Point annotation dataset items:
---------------

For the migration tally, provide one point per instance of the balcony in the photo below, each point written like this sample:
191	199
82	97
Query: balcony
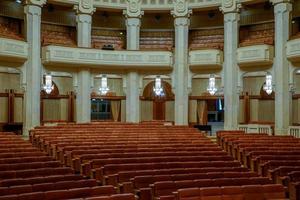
255	56
13	50
210	59
105	59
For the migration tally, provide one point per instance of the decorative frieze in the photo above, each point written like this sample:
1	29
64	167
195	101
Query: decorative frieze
79	57
293	50
85	7
181	9
35	2
230	6
133	9
255	55
18	50
206	59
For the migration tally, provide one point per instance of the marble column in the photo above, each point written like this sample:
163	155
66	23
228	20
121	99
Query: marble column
133	24
181	69
83	92
283	98
230	67
33	66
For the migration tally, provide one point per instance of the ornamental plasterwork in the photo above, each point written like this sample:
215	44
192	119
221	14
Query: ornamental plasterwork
280	1
133	9
181	9
229	6
36	2
85	7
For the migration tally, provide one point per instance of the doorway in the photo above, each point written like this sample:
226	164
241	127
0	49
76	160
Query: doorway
159	109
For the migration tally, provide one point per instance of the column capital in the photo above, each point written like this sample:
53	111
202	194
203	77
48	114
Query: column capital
281	6
231	17
85	7
32	9
35	2
181	21
274	2
133	9
230	6
84	18
181	9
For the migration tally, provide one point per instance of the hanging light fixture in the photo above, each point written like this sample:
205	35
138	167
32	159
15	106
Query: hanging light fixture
268	87
158	89
48	86
212	85
103	88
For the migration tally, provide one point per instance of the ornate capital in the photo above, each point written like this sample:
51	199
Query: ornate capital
181	9
133	9
84	18
274	2
230	6
35	2
133	22
181	21
282	7
85	7
231	17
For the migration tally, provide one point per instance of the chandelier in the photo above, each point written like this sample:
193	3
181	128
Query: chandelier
268	87
212	85
48	86
158	89
103	88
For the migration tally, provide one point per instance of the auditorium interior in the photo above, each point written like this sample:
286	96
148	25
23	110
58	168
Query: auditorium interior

---------------

### Aim of the task
Rewrite all of the items above, replacing "migration tally" with "heritage survey" and leaving everything else unchanged. Omit the pictures from your answer.

### Written answer
For the heritage survey, provide one point per instance of the balcony in the photo below, each point written like this sample:
191	199
82	97
Query: balcony
255	56
13	50
210	59
105	59
For the heritage survey, provide one point per instance of the decorative frieze in the photo above, each point written like this sample:
1	29
64	167
195	101
Query: decorative frieze
79	57
293	50
85	7
181	9
35	2
230	6
133	9
255	55
18	50
206	59
For the heritage survey, provide one point per instance of the marble column in the photo above, each point written like this sample:
163	155
66	23
228	20
121	99
Query: marble column
133	24
181	69
83	92
283	98
230	67
33	66
For the heritage survey, provide one point per instance of the ornamental plasterwork in the photo above, each point written like this sample:
215	44
192	119
221	14
Query: ornamental plasterwork
280	1
133	9
181	9
229	6
36	2
85	7
For the heritage survey, provide one point per instance of the doorway in the photo above, each point written like this sample:
226	164
241	127
0	49
76	160
Query: doorway
159	109
For the heritage survey, provide one point per instance of the column capital in the photo above, each point written like this sample:
53	111
202	194
203	77
48	114
Query: column capital
281	6
231	17
85	7
32	9
35	2
181	21
274	2
133	9
230	6
84	18
181	9
For the heritage survey, provide one point per instance of the hanging light fixture in the photo above, each point written like this sample:
205	35
138	167
32	159
15	106
Query: hanging light fixture
268	87
158	89
48	86
212	85
103	88
For the heritage survey, provide one point per instance of the ornate capital in the photo above, each point written like this sample:
51	199
Query: ornate capital
181	9
133	9
84	18
274	2
230	6
35	2
133	22
181	21
282	7
85	7
231	17
For the heritage survey, provide one point per instance of the chandelier in the photo above, each point written like this sample:
193	3
181	128
Query: chandelier
268	87
212	85
48	86
158	89
103	88
For the heritage survey, provide one point per instance of the auditorium interior in the photo above, each point written like this sample:
286	96
148	25
23	110
58	168
Query: auditorium interior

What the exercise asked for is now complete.